* Problem details *
Reproduce the forum thread on being rendered speechless word for word, in full.

──────── Document ────────

Ever been well and truly rendered speechless?

Tell me, wordy Dopers - ever been rendered genuinely speechless? As in you actually could not come up with something to say in reply? What did the trick?

The guy in the elevator who asked me, “Do you swing?” took care of the rendering-speechless part nicely for me.

It turns out he was asking about my Mary Jane style shoes. It was 1998. Swing dancing was back in vogue.

So what happened to you?

Yes. Last winter, I was at my parents house during my school break and I wanted to borrow my parent’s car to go to weekday mass. The service was at noon, so I was planning on leaving around eleven-thirty or so. Both my dad and my step-mom were home, so I didn’t anticipate borrowing one of their cars as being an issue and waited until I was ready to leave to knock on their door and ask. Now, it’s a bit unusual for my parents’ bedroom door to be closed at eleven-thirty in the morning, so I should have known something was up, but I knocked anyways. They answered and I asked if it was safe to open the door. Can you see where this is going yet? They told me it was safe, which, silly me, I took to mean everyone was fully dressed. Nope! There was my dad and step-mom with an apparently ‘L’ shaped sheet draped over them covering all of the important bits. I just stood there for a moment, totally weirded out, before I was able to say anything. My mouth even did the cliched open and close thing. Then, looking carefully at the corner of their bedroom, where there weren’t any naked parents, I finally was able to ask to borrow the car.

So, to answer your question, it takes interrupting my parents having a nooner to shut me up.

I’ve found myself at a loss for words on occasion, but I have only one memory of being absolutely speechless.

──────── Records supplied ────────

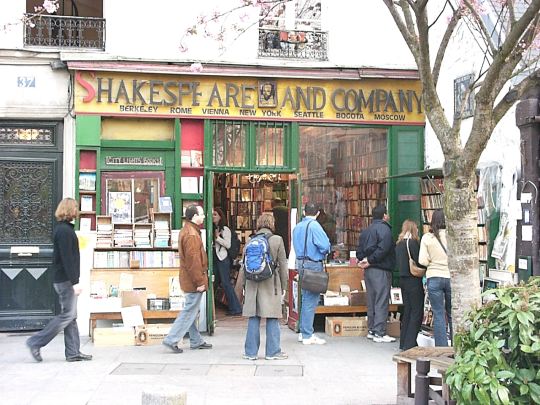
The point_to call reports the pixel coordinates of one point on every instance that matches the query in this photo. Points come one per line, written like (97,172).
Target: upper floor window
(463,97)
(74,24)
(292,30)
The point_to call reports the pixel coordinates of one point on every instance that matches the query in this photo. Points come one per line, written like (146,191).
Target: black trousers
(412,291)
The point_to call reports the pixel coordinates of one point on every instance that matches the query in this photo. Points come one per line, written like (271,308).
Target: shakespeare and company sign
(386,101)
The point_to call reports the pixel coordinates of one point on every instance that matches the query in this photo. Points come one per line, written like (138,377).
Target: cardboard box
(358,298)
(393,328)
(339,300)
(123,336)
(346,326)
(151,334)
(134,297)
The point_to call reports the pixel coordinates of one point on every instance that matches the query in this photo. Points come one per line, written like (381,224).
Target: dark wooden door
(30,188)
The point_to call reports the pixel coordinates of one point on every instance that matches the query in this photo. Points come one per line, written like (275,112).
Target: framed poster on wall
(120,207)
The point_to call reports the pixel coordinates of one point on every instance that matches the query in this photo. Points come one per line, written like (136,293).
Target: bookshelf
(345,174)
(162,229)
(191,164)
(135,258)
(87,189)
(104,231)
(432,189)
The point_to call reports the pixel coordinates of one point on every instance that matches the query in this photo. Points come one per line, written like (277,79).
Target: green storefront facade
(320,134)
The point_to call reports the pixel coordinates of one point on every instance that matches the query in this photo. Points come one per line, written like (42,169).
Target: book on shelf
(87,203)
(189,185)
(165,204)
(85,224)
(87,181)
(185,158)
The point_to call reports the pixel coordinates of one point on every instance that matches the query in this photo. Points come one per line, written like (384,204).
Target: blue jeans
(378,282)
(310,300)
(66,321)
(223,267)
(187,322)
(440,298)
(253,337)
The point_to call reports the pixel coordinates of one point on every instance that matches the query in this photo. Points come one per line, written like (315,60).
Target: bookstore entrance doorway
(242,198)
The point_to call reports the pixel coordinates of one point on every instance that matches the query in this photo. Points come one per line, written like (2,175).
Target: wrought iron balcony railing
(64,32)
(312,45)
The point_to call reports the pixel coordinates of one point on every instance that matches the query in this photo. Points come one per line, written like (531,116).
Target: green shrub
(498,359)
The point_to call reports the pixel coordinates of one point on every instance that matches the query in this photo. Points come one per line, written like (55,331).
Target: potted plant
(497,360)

────────
──────── Records supplied ────────

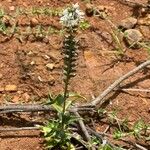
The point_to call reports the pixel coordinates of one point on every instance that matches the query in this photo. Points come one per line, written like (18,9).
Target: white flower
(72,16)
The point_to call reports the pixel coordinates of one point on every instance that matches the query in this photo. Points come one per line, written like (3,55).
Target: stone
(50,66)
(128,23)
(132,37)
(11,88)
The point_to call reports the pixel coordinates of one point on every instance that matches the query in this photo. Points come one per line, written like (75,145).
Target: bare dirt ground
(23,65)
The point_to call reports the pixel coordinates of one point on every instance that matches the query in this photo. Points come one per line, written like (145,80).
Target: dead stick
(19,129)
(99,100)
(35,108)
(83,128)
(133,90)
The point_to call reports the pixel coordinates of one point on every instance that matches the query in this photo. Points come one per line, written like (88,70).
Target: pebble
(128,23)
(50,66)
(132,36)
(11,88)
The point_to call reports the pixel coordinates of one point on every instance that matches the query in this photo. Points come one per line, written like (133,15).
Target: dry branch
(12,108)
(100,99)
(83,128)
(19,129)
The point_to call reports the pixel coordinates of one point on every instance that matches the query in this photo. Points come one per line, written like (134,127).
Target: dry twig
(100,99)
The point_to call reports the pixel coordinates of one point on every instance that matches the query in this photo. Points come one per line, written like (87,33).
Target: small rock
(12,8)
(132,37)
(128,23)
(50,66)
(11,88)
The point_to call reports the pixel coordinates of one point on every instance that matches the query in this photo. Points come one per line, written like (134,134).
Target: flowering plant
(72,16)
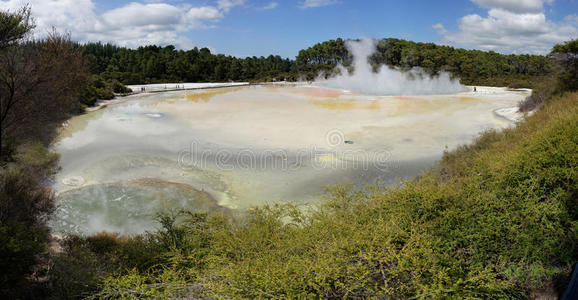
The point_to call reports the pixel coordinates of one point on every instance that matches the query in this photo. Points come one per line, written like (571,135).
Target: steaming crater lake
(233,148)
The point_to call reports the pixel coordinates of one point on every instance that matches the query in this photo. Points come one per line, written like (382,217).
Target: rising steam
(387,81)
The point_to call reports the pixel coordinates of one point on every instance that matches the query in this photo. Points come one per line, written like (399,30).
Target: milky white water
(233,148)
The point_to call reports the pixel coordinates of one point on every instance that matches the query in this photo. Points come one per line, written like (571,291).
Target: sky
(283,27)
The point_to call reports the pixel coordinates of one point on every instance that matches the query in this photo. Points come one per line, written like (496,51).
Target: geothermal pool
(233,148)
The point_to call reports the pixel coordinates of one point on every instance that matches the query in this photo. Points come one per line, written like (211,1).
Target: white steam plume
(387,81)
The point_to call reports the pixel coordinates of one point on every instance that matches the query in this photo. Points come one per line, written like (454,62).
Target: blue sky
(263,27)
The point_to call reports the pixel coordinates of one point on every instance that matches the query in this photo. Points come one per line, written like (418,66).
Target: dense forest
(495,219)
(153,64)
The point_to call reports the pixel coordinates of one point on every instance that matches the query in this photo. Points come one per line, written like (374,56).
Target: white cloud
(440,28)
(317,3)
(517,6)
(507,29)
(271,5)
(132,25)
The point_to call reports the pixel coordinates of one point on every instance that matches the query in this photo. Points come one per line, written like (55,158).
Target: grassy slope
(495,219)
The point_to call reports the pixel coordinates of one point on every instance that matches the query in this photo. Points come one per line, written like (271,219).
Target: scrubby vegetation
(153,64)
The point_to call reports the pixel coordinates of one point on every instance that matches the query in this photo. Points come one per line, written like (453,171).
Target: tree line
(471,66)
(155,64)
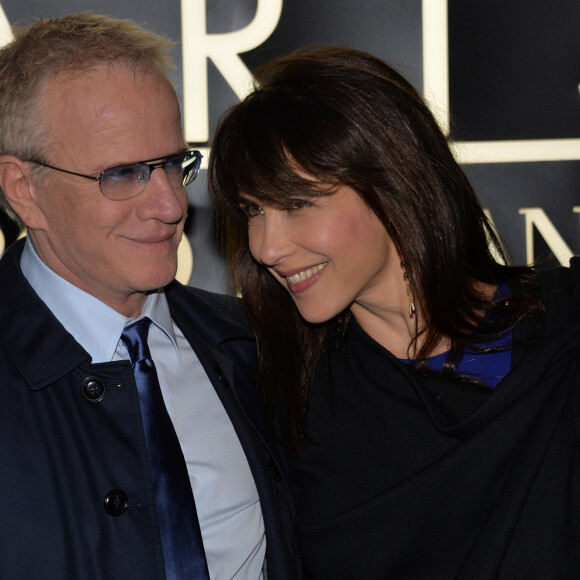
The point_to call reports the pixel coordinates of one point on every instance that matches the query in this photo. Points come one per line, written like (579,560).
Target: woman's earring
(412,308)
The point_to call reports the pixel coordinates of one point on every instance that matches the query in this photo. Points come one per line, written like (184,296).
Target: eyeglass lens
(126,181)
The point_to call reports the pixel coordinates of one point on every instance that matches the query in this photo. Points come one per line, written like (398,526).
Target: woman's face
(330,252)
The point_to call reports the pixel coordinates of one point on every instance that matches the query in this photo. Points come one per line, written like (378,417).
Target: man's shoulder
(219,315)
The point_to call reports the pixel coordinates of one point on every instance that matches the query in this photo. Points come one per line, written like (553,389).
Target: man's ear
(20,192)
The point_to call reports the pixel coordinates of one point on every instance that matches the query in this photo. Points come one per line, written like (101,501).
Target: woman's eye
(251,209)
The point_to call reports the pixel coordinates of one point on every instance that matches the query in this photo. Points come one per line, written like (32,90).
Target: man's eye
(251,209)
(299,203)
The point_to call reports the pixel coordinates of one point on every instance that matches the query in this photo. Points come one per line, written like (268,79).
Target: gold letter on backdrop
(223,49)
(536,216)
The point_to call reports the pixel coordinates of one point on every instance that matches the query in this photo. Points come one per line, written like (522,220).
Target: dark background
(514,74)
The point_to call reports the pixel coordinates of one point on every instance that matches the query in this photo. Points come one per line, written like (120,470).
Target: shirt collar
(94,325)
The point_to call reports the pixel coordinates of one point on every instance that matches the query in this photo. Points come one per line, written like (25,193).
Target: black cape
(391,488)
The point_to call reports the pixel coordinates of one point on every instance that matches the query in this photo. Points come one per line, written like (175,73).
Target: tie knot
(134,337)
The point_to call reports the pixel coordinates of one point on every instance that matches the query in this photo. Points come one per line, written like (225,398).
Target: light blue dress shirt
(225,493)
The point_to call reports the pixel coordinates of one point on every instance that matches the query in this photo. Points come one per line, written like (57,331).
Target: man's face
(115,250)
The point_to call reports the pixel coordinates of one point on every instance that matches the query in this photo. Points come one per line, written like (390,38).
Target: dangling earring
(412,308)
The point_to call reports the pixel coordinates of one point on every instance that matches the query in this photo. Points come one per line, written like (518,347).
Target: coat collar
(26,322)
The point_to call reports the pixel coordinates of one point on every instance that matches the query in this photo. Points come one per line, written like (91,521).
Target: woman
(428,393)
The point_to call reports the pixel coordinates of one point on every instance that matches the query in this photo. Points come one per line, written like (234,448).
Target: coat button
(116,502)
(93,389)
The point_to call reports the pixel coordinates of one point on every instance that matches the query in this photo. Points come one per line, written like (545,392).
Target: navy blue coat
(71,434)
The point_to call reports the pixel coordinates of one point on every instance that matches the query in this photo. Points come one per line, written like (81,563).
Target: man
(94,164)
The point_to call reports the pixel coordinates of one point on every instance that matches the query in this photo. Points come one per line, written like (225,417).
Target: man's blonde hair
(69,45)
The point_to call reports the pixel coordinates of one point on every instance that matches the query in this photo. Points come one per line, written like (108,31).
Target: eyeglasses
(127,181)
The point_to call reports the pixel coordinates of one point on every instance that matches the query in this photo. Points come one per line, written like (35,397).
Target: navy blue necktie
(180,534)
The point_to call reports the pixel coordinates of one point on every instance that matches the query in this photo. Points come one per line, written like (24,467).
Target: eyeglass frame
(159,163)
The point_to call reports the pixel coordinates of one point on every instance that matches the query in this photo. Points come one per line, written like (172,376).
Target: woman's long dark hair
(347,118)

────────

* Task solution *
Ever been well and truly rendered speechless?

Tell me, wordy Dopers - ever been rendered genuinely speechless? As in you actually could not come up with something to say in reply? What did the trick?

The guy in the elevator who asked me, “Do you swing?” took care of the rendering-speechless part nicely for me.

It turns out he was asking about my Mary Jane style shoes. It was 1998. Swing dancing was back in vogue.

So what happened to you?

Yes. Last winter, I was at my parents house during my school break and I wanted to borrow my parent’s car to go to weekday mass. The service was at noon, so I was planning on leaving around eleven-thirty or so. Both my dad and my step-mom were home, so I didn’t anticipate borrowing one of their cars as being an issue and waited until I was ready to leave to knock on their door and ask. Now, it’s a bit unusual for my parents’ bedroom door to be closed at eleven-thirty in the morning, so I should have known something was up, but I knocked anyways. They answered and I asked if it was safe to open the door. Can you see where this is going yet? They told me it was safe, which, silly me, I took to mean everyone was fully dressed. Nope! There was my dad and step-mom with an apparently ‘L’ shaped sheet draped over them covering all of the important bits. I just stood there for a moment, totally weirded out, before I was able to say anything. My mouth even did the cliched open and close thing. Then, looking carefully at the corner of their bedroom, where there weren’t any naked parents, I finally was able to ask to borrow the car.

So, to answer your question, it takes interrupting my parents having a nooner to shut me up.

I’ve found myself at a loss for words on occasion, but I have only one memory of being absolutely speechless.